**JOB:**
Across all the records below, swap "photograph" for "image" and write the records out again with nothing else changed. Leave the pictures out.

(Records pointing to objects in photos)
=-=-=-=-=

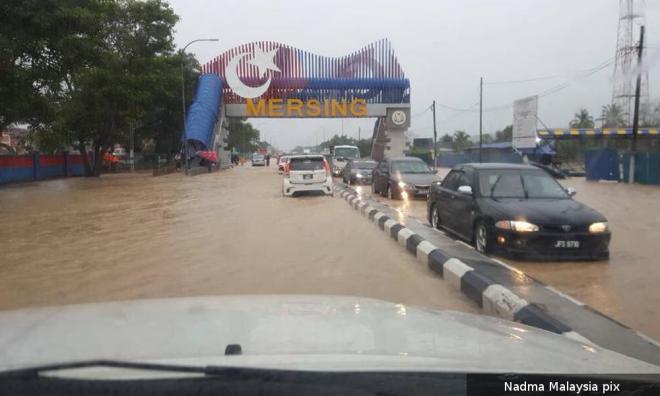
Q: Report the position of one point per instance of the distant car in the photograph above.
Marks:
(281, 163)
(402, 177)
(307, 172)
(358, 171)
(258, 159)
(517, 209)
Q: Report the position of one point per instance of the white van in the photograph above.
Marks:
(306, 172)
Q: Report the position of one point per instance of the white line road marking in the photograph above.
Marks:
(464, 244)
(566, 296)
(403, 236)
(501, 302)
(388, 225)
(507, 266)
(649, 339)
(438, 231)
(453, 271)
(424, 249)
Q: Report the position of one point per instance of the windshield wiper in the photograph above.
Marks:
(171, 368)
(492, 188)
(522, 181)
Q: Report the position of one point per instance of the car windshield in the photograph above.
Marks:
(410, 167)
(347, 152)
(306, 164)
(519, 184)
(364, 165)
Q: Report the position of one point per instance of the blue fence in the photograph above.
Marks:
(647, 168)
(602, 164)
(36, 166)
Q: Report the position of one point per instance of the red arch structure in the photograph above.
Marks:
(372, 72)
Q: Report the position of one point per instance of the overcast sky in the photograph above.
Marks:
(443, 46)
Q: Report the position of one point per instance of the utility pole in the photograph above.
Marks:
(481, 107)
(633, 150)
(435, 139)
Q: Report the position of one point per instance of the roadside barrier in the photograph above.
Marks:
(493, 298)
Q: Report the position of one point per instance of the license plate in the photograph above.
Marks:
(563, 244)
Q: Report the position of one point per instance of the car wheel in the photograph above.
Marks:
(482, 238)
(392, 194)
(435, 217)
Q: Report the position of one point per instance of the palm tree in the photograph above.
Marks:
(613, 116)
(582, 120)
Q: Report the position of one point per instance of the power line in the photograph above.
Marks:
(549, 91)
(421, 112)
(551, 77)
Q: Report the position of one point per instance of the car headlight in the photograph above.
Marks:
(599, 227)
(517, 225)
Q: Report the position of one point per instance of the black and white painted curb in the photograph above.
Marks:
(493, 298)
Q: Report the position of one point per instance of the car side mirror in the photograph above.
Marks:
(467, 190)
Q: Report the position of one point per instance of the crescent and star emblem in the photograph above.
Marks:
(264, 61)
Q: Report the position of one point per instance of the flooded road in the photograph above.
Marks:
(627, 287)
(129, 236)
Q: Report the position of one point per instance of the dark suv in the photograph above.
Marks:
(403, 177)
(519, 210)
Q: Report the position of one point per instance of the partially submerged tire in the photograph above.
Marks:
(391, 194)
(482, 238)
(435, 217)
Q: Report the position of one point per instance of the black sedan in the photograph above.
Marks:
(519, 210)
(403, 177)
(358, 171)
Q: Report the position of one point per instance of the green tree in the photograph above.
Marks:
(42, 42)
(504, 135)
(163, 122)
(582, 119)
(101, 67)
(612, 116)
(461, 140)
(446, 141)
(650, 114)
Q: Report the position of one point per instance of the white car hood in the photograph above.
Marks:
(295, 332)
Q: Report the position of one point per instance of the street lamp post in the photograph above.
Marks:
(183, 99)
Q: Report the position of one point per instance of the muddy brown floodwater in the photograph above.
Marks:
(627, 287)
(135, 236)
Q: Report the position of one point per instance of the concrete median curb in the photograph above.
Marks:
(494, 299)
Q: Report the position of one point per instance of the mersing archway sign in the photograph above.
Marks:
(273, 80)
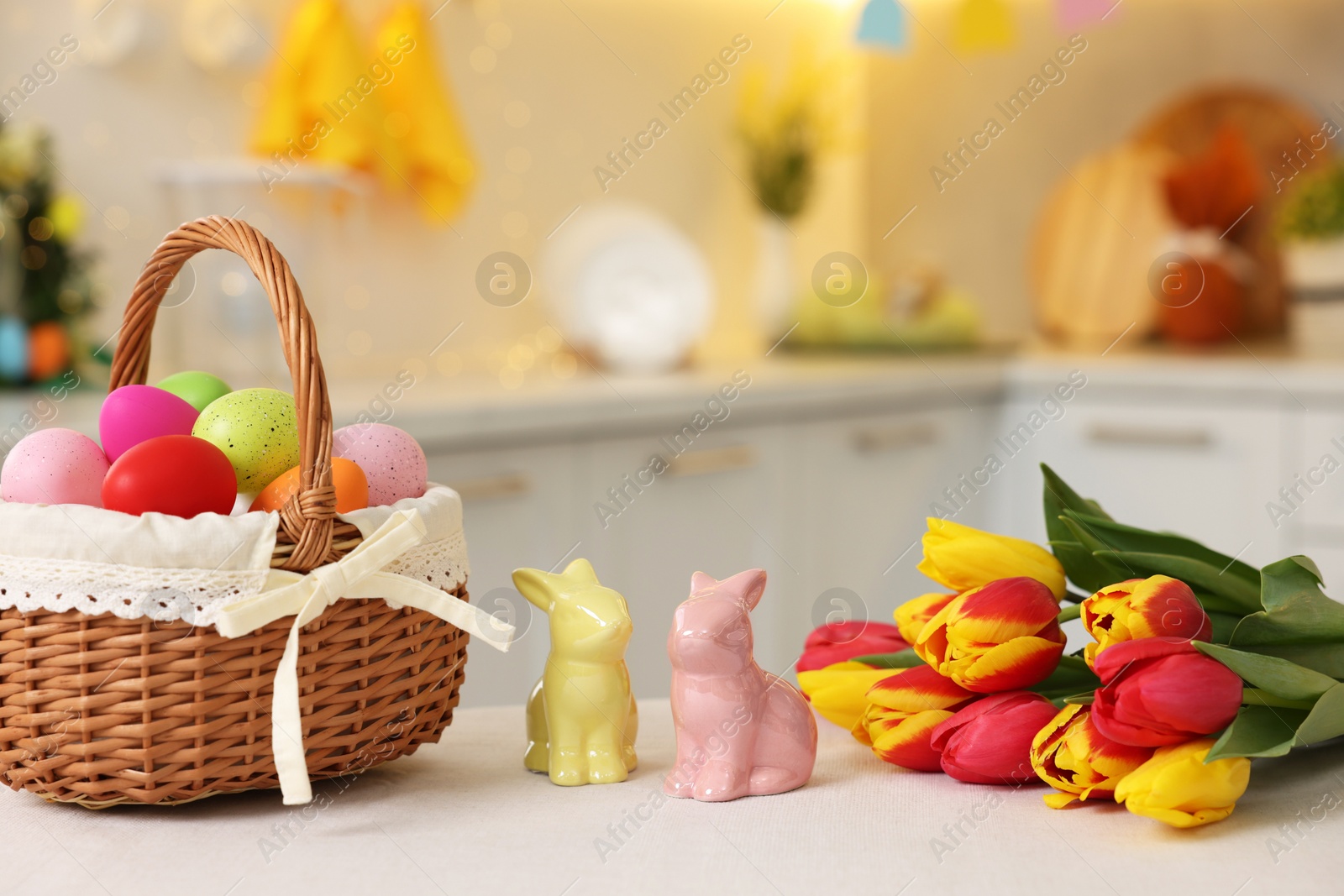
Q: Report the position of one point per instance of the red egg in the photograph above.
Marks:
(175, 474)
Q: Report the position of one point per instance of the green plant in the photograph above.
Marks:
(1315, 207)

=-=-=-=-=

**CORRECT OUTPUT:**
Q: Report the position of one point per instance of the distant car in the image above.
Marks:
(281, 163)
(402, 177)
(307, 172)
(358, 171)
(258, 159)
(517, 209)
Q: Report the position of one point per instance of the white van in the image above.
Marks:
(306, 172)
Q: Report the position of one point per instance of the white line road marking in the image above.
Marks:
(464, 244)
(566, 296)
(403, 236)
(501, 302)
(388, 225)
(507, 266)
(649, 339)
(438, 231)
(453, 271)
(424, 249)
Q: Report the position of one point per instance of the windshield wiper in the image above.
Marks:
(171, 368)
(492, 188)
(522, 181)
Q: Report the position of one point per instance of the car windshield in the image above.
Marks:
(410, 167)
(347, 152)
(306, 164)
(519, 184)
(364, 165)
Q: Report the position of one point per instance of the blue fence in the image above.
Marks:
(647, 168)
(602, 164)
(36, 166)
Q: Report the position of one point per instance of the red arch structure in the image above.
Marks:
(372, 72)
Q: Report the position of one point per instance of the overcast sky in the image above.
Marks:
(443, 46)
Q: Report the position of one point per instance of the utility pole in the image above.
Marks:
(481, 107)
(633, 150)
(435, 139)
Q: Report the position of one point per instance of the roadside barrier in the image above.
Marks:
(493, 298)
Q: Report the position of one point per instance of the license plate in the image above.
Marks:
(563, 244)
Q: Report the position of one point per instance of the car wheel in the image above.
Marks:
(482, 238)
(392, 194)
(435, 217)
Q: Report the position of one point per instance of the palm tree in the image above.
Marks:
(613, 116)
(582, 120)
Q: Report the position of one point per instance of the power line in the image above.
Marks:
(549, 91)
(421, 112)
(551, 77)
Q: Report the position of one point per instance of the car headlight in the image above.
Marks:
(599, 227)
(517, 225)
Q: Report the position of one point per instance of the black and white painted curb in the image above.
Marks:
(493, 298)
Q: Report the position of one point per instance of the car side mirror in the image above.
Marks:
(467, 190)
Q: Report the position of one point per instance of the crescent and star emblem in the image above.
Marks:
(264, 61)
Q: Report the position of one point per instance of the flooded road in the image above.
Marks:
(627, 287)
(129, 236)
Q: Report the position of one point per instance of the dark suv in the image above.
Marks:
(403, 177)
(519, 210)
Q: Report the position of one point per instance of the partially submerged tire in the image above.
Marks:
(391, 194)
(482, 238)
(435, 217)
Q: Report the position of one point per instance of the black sedan in the image above.
Marks:
(519, 210)
(403, 177)
(358, 171)
Q: Report the position of one point per instance of the green tree in the image above.
Marks:
(42, 42)
(504, 135)
(163, 122)
(582, 119)
(101, 67)
(612, 116)
(461, 140)
(446, 141)
(650, 114)
Q: Report the position of one point per instance of the white car hood in the image above.
Marks:
(295, 332)
Q: Report the position of one point per instance of the street lamp post in the image above.
Marks:
(183, 99)
Q: Report the position of one point per instance of the muddy brown floodwater in the image above.
Marks:
(627, 287)
(135, 236)
Q: Report the position of one point per instance of the concrete median curb in the image above.
Marks:
(494, 299)
Q: Report the position of one point per instance of the mersing archway sign in the image above.
Marks:
(273, 80)
Q: Report the position of one point per instance of the red egg in the image above.
Marks:
(175, 474)
Q: Report the position of one point per instance of the green plant in the image above.
Marks:
(1315, 207)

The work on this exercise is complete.